Alles zum Thema Anthony Modeste

Das Tor

In der 23 Minute spielte Luca Kilian einen Ball aus der Bedrängnis auf Jan Thielmann, der Nico Schlotterbeck auf dem falschen Fuß erwischte. Thielmann hängte den Nationalverteidiger gnadenlos ab, Anthony Modeste hatte die Situation kommen sehen und war sofort durchgestartet. Thielmann spielte flach in den Lauf des Franzosen, der Mark Flekken mit einem perfekten Direktschuss ins lange Eck überwand. Anschließend sendete Modeste Handzeichen in Richtung der Kölner Bank, André Pawlak klärte später auf: Üblicherweise verlangen die Kölner Trainer von ihren Spielern, den Ball erst mit dem zweiten Kontakt zu verarbeiten, um bessere Kontrolle zu haben. Modeste allerdings war der perfekte Torabschluss per Direktabnahme gelungen – seine Trainer dürften nichts dagegen gehabt haben.

· · · · ·

## ZU LÖSENDE AUFGABE
Gib den Text über Modestes Tor ab den Worten "In der 23 Minute" bis einschließlich "dagegen gehabt haben." erneut wieder und ersetze darin "Kölner Bank" durch "Kölner Trainerbank". Die nachstehende Auflistung ist eigenständiges Material und gehört nicht zum Text.

[Einträge aus einem Zeige-Datensatz]

· · · · ·

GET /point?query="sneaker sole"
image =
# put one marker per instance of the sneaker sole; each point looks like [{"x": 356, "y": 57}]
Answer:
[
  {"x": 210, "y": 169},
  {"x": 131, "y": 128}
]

· · · · ·

## LÖSUNG DER AUFGABE
In der 23 Minute spielte Luca Kilian einen Ball aus der Bedrängnis auf Jan Thielmann, der Nico Schlotterbeck auf dem falschen Fuß erwischte. Thielmann hängte den Nationalverteidiger gnadenlos ab, Anthony Modeste hatte die Situation kommen sehen und war sofort durchgestartet. Thielmann spielte flach in den Lauf des Franzosen, der Mark Flekken mit einem perfekten Direktschuss ins lange Eck überwand. Anschließend sendete Modeste Handzeichen in Richtung der Kölner Trainerbank, André Pawlak klärte später auf: Üblicherweise verlangen die Kölner Trainer von ihren Spielern, den Ball erst mit dem zweiten Kontakt zu verarbeiten, um bessere Kontrolle zu haben. Modeste allerdings war der perfekte Torabschluss per Direktabnahme gelungen – seine Trainer dürften nichts dagegen gehabt haben.